— start of Data supplied —

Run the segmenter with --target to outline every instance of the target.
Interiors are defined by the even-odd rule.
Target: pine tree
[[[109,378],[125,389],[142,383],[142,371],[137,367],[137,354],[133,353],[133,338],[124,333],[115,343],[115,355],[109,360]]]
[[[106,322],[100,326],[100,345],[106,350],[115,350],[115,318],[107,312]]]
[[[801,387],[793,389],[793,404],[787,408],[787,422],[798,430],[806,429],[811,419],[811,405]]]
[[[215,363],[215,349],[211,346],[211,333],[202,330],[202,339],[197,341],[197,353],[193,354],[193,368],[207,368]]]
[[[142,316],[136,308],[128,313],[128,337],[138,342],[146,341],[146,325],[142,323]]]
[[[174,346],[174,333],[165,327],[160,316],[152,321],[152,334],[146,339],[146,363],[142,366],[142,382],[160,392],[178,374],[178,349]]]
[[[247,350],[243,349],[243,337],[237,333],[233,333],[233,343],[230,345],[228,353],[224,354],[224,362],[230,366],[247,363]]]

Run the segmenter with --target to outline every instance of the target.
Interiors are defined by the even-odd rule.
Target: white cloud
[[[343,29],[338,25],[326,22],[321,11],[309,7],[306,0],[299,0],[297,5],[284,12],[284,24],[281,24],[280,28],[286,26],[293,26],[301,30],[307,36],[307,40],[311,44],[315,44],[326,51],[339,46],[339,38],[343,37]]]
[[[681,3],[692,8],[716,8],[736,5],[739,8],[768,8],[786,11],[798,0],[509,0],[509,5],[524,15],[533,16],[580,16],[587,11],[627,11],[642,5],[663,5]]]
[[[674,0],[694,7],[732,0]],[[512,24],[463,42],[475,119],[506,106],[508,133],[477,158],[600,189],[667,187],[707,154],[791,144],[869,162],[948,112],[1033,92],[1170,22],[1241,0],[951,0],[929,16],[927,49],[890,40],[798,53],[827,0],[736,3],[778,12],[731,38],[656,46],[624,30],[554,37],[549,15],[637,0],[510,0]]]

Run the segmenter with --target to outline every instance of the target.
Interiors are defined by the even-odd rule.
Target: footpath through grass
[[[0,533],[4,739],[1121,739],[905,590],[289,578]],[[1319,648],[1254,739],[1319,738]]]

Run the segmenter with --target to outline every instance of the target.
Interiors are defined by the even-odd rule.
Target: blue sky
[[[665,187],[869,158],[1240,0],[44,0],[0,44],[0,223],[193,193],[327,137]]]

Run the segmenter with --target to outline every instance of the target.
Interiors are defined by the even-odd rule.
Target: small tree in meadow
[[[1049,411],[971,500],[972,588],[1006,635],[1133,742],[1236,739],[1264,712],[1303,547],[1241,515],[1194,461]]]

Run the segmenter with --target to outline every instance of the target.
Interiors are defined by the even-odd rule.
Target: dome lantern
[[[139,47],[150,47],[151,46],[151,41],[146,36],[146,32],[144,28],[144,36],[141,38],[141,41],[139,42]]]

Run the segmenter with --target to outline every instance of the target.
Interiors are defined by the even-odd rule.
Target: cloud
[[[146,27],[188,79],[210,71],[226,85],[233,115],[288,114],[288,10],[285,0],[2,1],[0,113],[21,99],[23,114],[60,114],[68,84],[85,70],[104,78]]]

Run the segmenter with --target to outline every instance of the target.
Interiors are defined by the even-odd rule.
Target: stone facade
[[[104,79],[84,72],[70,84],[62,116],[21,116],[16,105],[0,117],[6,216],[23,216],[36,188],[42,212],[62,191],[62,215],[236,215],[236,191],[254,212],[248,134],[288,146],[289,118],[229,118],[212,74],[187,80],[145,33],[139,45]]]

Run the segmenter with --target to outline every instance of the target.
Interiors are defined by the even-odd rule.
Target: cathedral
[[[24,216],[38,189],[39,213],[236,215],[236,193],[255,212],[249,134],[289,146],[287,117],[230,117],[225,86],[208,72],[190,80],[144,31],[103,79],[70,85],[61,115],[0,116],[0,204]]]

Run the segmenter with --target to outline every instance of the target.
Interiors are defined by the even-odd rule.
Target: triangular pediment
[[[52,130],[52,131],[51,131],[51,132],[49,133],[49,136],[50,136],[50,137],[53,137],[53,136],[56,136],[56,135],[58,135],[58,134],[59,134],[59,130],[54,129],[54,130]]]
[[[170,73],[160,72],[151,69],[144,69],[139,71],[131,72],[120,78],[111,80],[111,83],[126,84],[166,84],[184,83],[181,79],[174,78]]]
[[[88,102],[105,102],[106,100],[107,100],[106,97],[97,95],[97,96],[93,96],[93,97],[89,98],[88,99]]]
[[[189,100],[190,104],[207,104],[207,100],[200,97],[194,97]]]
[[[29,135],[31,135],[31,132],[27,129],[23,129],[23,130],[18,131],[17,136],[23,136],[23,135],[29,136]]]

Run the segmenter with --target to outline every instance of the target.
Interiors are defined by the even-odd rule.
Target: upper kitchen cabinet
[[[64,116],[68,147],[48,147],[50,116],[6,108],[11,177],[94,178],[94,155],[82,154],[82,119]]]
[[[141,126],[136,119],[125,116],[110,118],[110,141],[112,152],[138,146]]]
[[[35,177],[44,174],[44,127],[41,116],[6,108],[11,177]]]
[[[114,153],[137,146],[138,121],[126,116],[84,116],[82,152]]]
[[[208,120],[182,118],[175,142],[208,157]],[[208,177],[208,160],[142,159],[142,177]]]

— end of Data supplied —

Problem to work on - Return all of the entries word for word.

Response to this task -
Run the segmenter with --target to outline every instance of the target.
Interiors are defined by the even-odd rule.
Target: pine tree
[[[109,378],[125,389],[142,383],[142,371],[137,367],[137,354],[133,353],[133,338],[124,333],[115,343],[115,355],[109,360]]]
[[[106,322],[100,326],[100,345],[106,350],[115,350],[115,318],[107,312]]]
[[[801,387],[793,389],[793,404],[787,408],[787,422],[798,430],[806,429],[811,419],[811,405]]]
[[[215,363],[215,349],[211,346],[211,333],[202,330],[202,339],[197,341],[197,353],[193,354],[193,368],[207,368]]]
[[[142,316],[136,308],[128,313],[128,337],[138,342],[146,341],[146,325],[142,323]]]
[[[174,346],[174,333],[165,327],[160,316],[152,321],[152,334],[146,339],[146,363],[142,366],[142,382],[160,392],[178,374],[178,349]]]
[[[247,350],[243,349],[243,337],[237,333],[233,333],[233,343],[230,345],[228,353],[224,354],[224,362],[230,366],[247,363]]]

Run the segmenter with --target to outline every instance of the target.
Interiors are defined by the even-odd rule.
Target: white cloud
[[[343,29],[338,25],[326,22],[321,11],[309,7],[306,0],[299,0],[297,5],[284,12],[284,24],[281,24],[280,28],[286,26],[293,26],[301,30],[307,36],[307,40],[311,44],[315,44],[326,51],[339,46],[339,38],[343,37]]]
[[[681,3],[692,8],[716,8],[736,5],[739,8],[768,8],[786,11],[798,0],[509,0],[509,5],[524,15],[533,16],[580,16],[587,11],[627,11],[642,5],[663,5]]]
[[[674,0],[694,7],[732,0]],[[512,24],[463,42],[475,119],[506,106],[508,133],[477,158],[600,189],[667,187],[707,154],[791,144],[869,162],[948,112],[1033,92],[1170,22],[1241,0],[951,0],[929,16],[927,49],[890,40],[798,53],[827,0],[736,3],[778,12],[731,38],[656,46],[624,30],[554,37],[549,15],[637,0],[510,0]]]

Run the segmenter with --target to outline every instance of the target.
Interiors are defined by the even-odd rule.
Target: footpath through grass
[[[0,533],[4,739],[1121,739],[905,590],[289,578]],[[1319,648],[1254,739],[1319,738]]]

Run the segmenter with --target to outline every instance of the target.
Interiors are defined by the even-odd rule.
Target: blue sky
[[[665,187],[869,158],[1240,0],[44,0],[0,44],[0,223],[193,193],[327,137]]]

Run the segmenter with --target to outline every instance of the target.
Interiors are defined by the even-odd rule.
Target: small tree in meadow
[[[1049,411],[971,500],[972,588],[1006,635],[1133,742],[1236,739],[1264,712],[1303,547],[1241,515],[1194,461]]]

Run the segmenter with --target to outline every instance of the target.
Interiors are defined by the even-odd rule.
Target: dome lantern
[[[139,47],[150,47],[151,46],[151,41],[146,36],[146,32],[144,28],[144,36],[141,38],[141,41],[139,42]]]

Run the segmenter with --target to outline every instance of the target.
Interiors are defined by the even-odd rule.
Target: cloud
[[[146,27],[188,79],[210,71],[226,85],[233,115],[288,114],[288,10],[285,0],[2,1],[0,113],[21,99],[23,114],[60,114],[68,84],[85,70],[104,78]]]

Run the segmenter with --target to outline every instance of the target.
Interiors are defined by the even-odd rule.
Target: stone facade
[[[104,79],[84,72],[70,84],[62,116],[21,116],[16,105],[0,117],[6,216],[23,216],[36,188],[42,212],[62,191],[62,215],[236,215],[236,191],[254,212],[248,134],[288,146],[289,118],[229,118],[212,74],[187,80],[145,33],[139,45]]]

Run the segmenter with --target to outline every instance of the target.
Interiors are defined by the even-odd rule.
Target: cathedral
[[[24,216],[38,189],[39,213],[236,215],[236,193],[255,212],[249,134],[289,146],[287,117],[230,117],[225,86],[208,72],[190,80],[144,31],[103,79],[70,85],[61,115],[0,116],[0,204]]]

Run the segmenter with --target to outline every instance of the target.
Interiors are defined by the even-odd rule.
Target: triangular pediment
[[[52,130],[52,131],[51,131],[51,132],[49,133],[49,136],[50,136],[50,137],[53,137],[53,136],[56,136],[56,135],[58,135],[58,134],[59,134],[59,130],[54,129],[54,130]]]
[[[170,73],[160,72],[151,69],[144,69],[139,71],[131,72],[120,78],[111,80],[111,83],[126,84],[166,84],[184,83],[181,79],[174,78]]]
[[[88,102],[105,102],[106,100],[107,100],[106,97],[97,95],[97,96],[93,96],[93,97],[89,98],[88,99]]]
[[[189,100],[190,104],[207,104],[207,100],[200,97],[194,97]]]
[[[29,135],[31,135],[31,132],[27,129],[23,129],[23,130],[18,131],[17,136],[23,136],[23,135],[29,136]]]

Run the segmenter with --target to outline every instance of the target.
Interiors are defined by the even-odd rule.
Target: upper kitchen cabinet
[[[64,116],[68,147],[48,147],[50,116],[6,108],[11,177],[94,178],[94,155],[82,154],[82,119]]]
[[[141,126],[136,119],[125,116],[110,118],[110,141],[112,152],[138,146]]]
[[[35,177],[44,174],[44,127],[41,116],[6,108],[11,177]]]
[[[114,153],[137,146],[138,121],[126,116],[84,116],[82,152]]]
[[[208,120],[182,118],[175,142],[208,157]],[[208,177],[208,160],[142,159],[142,177]]]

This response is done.